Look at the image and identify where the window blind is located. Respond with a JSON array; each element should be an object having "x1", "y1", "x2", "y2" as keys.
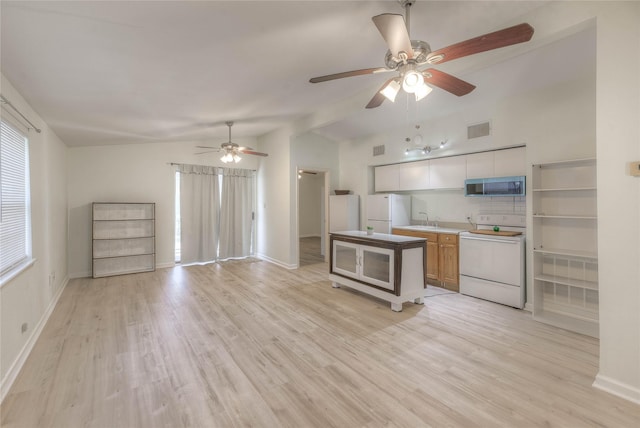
[{"x1": 0, "y1": 120, "x2": 30, "y2": 275}]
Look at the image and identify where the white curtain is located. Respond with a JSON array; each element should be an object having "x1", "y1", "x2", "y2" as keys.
[
  {"x1": 219, "y1": 168, "x2": 254, "y2": 259},
  {"x1": 178, "y1": 164, "x2": 219, "y2": 264}
]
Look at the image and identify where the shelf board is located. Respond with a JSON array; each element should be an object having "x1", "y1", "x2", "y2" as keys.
[
  {"x1": 93, "y1": 236, "x2": 155, "y2": 240},
  {"x1": 93, "y1": 253, "x2": 156, "y2": 260},
  {"x1": 534, "y1": 274, "x2": 598, "y2": 290},
  {"x1": 533, "y1": 214, "x2": 597, "y2": 220},
  {"x1": 532, "y1": 187, "x2": 596, "y2": 192},
  {"x1": 93, "y1": 218, "x2": 154, "y2": 222},
  {"x1": 533, "y1": 247, "x2": 597, "y2": 259}
]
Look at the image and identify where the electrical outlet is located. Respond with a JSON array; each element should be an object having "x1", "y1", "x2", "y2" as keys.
[{"x1": 21, "y1": 323, "x2": 28, "y2": 334}]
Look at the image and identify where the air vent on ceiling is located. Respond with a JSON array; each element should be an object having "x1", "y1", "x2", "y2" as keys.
[
  {"x1": 467, "y1": 121, "x2": 491, "y2": 139},
  {"x1": 373, "y1": 145, "x2": 385, "y2": 156}
]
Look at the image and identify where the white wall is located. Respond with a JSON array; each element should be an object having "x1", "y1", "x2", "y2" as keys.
[
  {"x1": 591, "y1": 1, "x2": 640, "y2": 403},
  {"x1": 1, "y1": 74, "x2": 68, "y2": 399},
  {"x1": 256, "y1": 126, "x2": 293, "y2": 267},
  {"x1": 67, "y1": 140, "x2": 258, "y2": 278},
  {"x1": 256, "y1": 130, "x2": 340, "y2": 268}
]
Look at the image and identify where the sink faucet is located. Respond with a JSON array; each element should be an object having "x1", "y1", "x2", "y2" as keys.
[{"x1": 418, "y1": 211, "x2": 429, "y2": 226}]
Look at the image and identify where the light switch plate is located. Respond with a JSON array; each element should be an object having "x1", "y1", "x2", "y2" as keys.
[{"x1": 631, "y1": 161, "x2": 640, "y2": 177}]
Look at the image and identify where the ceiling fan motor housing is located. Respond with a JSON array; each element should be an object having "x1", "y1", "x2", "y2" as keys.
[{"x1": 384, "y1": 40, "x2": 432, "y2": 69}]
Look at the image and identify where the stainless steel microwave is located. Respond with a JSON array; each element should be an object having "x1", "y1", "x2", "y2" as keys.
[{"x1": 464, "y1": 176, "x2": 526, "y2": 197}]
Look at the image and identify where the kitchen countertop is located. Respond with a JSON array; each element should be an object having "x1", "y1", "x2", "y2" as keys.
[
  {"x1": 393, "y1": 225, "x2": 467, "y2": 234},
  {"x1": 331, "y1": 230, "x2": 426, "y2": 243}
]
════════════════════
What you need to do: Would you copy all the material exactly, dropping the pictures?

Finished exercise:
Look at the image and identify where the window blind is located. Respond with a JSON array; each element should be an object having "x1", "y1", "x2", "y2" as keys.
[{"x1": 0, "y1": 120, "x2": 30, "y2": 275}]
Look at the image and identify where the white curtain is located. Respond with a JSON array; each element should be an object having "x1", "y1", "x2", "y2" as keys.
[
  {"x1": 219, "y1": 168, "x2": 254, "y2": 259},
  {"x1": 178, "y1": 164, "x2": 219, "y2": 264}
]
Look at the image and identify where the shelf board is located. Respond with a JSON array; each element should be an object having "x1", "y1", "x2", "y2" as keys.
[
  {"x1": 93, "y1": 236, "x2": 155, "y2": 240},
  {"x1": 93, "y1": 253, "x2": 156, "y2": 260},
  {"x1": 534, "y1": 274, "x2": 598, "y2": 290},
  {"x1": 533, "y1": 214, "x2": 597, "y2": 220},
  {"x1": 532, "y1": 187, "x2": 596, "y2": 192},
  {"x1": 93, "y1": 218, "x2": 154, "y2": 222},
  {"x1": 533, "y1": 247, "x2": 597, "y2": 259}
]
Look at the image and identify where the electrical outlet is located. Respond with a JSON array; each element should be an object having "x1", "y1", "x2", "y2" as keys.
[{"x1": 21, "y1": 323, "x2": 28, "y2": 334}]
Look at the image and identify where the air vent on ceiling is located. Respond with a JSON array; each element should be an object having "x1", "y1", "x2", "y2" as keys.
[
  {"x1": 467, "y1": 121, "x2": 491, "y2": 139},
  {"x1": 373, "y1": 145, "x2": 385, "y2": 156}
]
Look at the image and identify where the white wall is located. Respond with a JSON array; each element should be an object having "x1", "y1", "x2", "y2" as keys.
[
  {"x1": 591, "y1": 1, "x2": 640, "y2": 403},
  {"x1": 1, "y1": 74, "x2": 68, "y2": 399},
  {"x1": 256, "y1": 126, "x2": 293, "y2": 267},
  {"x1": 67, "y1": 140, "x2": 258, "y2": 278},
  {"x1": 256, "y1": 130, "x2": 340, "y2": 268}
]
Look at the image and identify where the sink faucet is located. Respond with a JSON array; each element should be an object having "x1", "y1", "x2", "y2" as keys.
[{"x1": 418, "y1": 211, "x2": 429, "y2": 226}]
Look at the image and identify where the light switch plate is located. Respond with a JSON array; each element should be an object having "x1", "y1", "x2", "y2" as keys.
[{"x1": 631, "y1": 161, "x2": 640, "y2": 177}]
Look at the image and identify where the ceiling fan motor housing is located. Respond with a JSON array; each element should be an object having "x1", "y1", "x2", "y2" as keys.
[{"x1": 384, "y1": 40, "x2": 432, "y2": 69}]
Look at the image and identify where the stainless steel microwave is located. Respond with a JSON array; each element should be an object having "x1", "y1", "x2", "y2" as keys.
[{"x1": 464, "y1": 176, "x2": 526, "y2": 197}]
Look at the image and identify where the kitchen countertop is located. Respond with a JSON array; each element should be an object having "x1", "y1", "x2", "y2" as keys.
[
  {"x1": 393, "y1": 225, "x2": 467, "y2": 234},
  {"x1": 331, "y1": 230, "x2": 426, "y2": 243}
]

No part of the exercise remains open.